_TASK GOAL_: Return, unchanged, every line starting at the one with "Can you find the abstract" and running through the last line of the material below, with nothing else added.

○ ○ ○

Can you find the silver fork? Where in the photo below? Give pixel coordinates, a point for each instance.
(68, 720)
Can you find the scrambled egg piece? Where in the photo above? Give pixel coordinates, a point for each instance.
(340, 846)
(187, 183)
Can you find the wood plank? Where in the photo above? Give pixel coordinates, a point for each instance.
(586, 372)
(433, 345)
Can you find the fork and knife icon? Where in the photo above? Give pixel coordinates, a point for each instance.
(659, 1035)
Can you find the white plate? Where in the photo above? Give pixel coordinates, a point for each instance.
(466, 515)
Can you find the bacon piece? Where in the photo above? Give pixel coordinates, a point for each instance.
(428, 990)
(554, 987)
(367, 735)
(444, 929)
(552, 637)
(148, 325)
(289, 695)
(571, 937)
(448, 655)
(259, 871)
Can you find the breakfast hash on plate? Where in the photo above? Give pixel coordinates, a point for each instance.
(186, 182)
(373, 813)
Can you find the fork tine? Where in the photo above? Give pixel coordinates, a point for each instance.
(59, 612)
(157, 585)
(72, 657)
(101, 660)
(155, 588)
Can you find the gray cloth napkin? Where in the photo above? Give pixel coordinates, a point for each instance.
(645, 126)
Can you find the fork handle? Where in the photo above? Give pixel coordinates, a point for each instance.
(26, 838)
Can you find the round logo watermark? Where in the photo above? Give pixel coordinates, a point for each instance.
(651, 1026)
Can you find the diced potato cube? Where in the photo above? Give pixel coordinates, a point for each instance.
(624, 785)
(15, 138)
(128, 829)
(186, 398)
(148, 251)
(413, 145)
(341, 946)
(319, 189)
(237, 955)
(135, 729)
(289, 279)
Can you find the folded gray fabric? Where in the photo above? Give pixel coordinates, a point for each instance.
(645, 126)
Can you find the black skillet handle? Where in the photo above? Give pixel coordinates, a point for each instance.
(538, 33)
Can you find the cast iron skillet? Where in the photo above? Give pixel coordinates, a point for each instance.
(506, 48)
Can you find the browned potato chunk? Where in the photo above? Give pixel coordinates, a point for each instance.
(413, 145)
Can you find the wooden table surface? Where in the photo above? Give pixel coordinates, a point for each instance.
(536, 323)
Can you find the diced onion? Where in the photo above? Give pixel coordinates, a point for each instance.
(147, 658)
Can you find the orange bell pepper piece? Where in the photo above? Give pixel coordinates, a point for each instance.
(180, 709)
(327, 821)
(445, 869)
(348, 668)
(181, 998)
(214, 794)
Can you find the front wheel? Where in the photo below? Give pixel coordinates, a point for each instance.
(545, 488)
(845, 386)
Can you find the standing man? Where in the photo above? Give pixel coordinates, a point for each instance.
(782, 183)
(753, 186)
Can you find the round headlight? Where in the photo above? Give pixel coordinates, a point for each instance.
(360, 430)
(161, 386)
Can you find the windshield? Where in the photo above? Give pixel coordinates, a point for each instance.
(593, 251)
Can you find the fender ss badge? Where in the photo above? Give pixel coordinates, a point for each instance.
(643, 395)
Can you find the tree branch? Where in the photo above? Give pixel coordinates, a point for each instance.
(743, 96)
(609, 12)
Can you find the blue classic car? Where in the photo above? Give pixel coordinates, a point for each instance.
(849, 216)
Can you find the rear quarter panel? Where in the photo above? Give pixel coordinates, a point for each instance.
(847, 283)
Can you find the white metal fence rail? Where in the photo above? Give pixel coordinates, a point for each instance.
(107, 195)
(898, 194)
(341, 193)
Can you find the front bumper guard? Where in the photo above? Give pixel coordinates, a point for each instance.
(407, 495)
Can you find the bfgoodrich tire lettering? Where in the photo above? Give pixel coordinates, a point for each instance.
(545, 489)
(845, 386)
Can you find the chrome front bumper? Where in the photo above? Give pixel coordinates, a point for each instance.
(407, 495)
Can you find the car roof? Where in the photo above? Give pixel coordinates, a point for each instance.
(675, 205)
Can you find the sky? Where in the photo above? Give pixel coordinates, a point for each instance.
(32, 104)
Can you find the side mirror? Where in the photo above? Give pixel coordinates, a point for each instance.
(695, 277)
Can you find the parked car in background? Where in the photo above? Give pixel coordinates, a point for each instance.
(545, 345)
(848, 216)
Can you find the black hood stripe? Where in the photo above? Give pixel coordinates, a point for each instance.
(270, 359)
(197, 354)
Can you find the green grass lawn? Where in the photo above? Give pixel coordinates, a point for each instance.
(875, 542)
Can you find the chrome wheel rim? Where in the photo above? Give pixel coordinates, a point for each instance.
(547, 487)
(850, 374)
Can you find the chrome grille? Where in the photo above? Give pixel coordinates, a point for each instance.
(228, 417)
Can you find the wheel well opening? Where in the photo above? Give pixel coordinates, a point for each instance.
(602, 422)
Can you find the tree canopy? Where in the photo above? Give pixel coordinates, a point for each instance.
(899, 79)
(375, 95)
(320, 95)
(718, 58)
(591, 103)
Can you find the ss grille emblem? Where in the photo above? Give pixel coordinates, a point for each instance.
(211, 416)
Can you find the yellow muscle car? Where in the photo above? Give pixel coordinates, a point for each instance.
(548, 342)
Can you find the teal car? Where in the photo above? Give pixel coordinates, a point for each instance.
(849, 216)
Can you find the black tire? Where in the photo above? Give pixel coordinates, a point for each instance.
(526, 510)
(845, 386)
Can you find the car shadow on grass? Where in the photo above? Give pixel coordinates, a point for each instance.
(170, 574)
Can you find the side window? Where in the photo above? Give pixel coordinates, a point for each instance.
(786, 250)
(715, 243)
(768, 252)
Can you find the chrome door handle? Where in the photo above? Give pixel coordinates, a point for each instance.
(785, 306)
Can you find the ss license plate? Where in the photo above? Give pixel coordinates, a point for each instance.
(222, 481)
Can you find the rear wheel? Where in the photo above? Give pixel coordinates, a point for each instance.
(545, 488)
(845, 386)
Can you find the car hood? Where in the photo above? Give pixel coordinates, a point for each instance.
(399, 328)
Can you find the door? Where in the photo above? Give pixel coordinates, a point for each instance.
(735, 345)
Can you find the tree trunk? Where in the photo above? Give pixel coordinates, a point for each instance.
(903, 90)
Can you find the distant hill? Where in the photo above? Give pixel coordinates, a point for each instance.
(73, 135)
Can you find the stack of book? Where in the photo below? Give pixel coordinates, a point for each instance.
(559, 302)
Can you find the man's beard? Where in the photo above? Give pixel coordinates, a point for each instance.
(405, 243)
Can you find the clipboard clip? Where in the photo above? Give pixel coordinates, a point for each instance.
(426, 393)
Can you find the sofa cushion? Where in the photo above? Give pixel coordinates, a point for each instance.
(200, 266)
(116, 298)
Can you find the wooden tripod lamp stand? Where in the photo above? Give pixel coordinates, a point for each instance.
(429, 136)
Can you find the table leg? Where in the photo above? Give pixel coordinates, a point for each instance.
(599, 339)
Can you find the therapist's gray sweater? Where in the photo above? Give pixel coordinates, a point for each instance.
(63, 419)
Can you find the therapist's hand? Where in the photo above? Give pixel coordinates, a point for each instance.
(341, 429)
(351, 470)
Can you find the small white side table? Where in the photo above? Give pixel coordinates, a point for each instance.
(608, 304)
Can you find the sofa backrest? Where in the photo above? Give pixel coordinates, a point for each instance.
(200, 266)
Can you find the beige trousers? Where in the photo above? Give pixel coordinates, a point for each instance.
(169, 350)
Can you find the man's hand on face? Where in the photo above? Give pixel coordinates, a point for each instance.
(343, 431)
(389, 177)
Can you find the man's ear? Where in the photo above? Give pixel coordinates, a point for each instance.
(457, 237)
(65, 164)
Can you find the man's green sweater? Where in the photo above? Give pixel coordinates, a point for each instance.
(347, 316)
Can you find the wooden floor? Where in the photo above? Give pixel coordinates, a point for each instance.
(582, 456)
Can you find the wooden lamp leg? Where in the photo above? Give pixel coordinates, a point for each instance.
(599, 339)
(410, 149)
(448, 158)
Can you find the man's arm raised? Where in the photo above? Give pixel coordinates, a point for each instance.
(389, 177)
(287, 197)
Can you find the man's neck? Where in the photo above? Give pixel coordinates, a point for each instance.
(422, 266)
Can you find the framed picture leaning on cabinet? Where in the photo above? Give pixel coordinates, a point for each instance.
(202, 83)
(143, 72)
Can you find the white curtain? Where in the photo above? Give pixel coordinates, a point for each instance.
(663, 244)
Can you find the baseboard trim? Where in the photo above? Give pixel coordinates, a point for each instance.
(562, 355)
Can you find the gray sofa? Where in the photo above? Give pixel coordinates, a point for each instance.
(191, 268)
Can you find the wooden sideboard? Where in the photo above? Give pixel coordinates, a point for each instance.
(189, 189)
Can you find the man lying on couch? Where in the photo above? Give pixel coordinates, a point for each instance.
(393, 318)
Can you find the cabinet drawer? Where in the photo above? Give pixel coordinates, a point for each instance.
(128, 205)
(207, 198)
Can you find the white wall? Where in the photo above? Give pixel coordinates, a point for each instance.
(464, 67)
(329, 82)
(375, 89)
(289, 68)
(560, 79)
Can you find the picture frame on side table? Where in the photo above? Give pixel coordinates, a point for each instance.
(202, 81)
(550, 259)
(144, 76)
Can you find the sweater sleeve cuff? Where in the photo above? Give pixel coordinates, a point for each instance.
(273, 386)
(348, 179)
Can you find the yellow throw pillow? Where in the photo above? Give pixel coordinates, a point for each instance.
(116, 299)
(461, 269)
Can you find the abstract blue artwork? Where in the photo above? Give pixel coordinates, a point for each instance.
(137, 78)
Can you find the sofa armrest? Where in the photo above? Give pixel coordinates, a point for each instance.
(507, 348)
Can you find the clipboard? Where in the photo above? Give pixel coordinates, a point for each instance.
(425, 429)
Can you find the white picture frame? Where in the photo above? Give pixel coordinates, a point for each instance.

○ ○ ○

_COMPLETED EXERCISE_:
Can you find the abstract blue artwork? Where in the photo above? Give pixel coordinates, a point for each instance.
(137, 78)
Can you find the sofa armrest? Where in the photo above? Give pixel coordinates, a point for each instance.
(507, 348)
Can you find the clipboard? Where in the photo above? Give pixel coordinates, a point for each instance.
(425, 429)
Can you find the white picture frame? Where in the photo above? Give pixel coordinates, a point for each instance.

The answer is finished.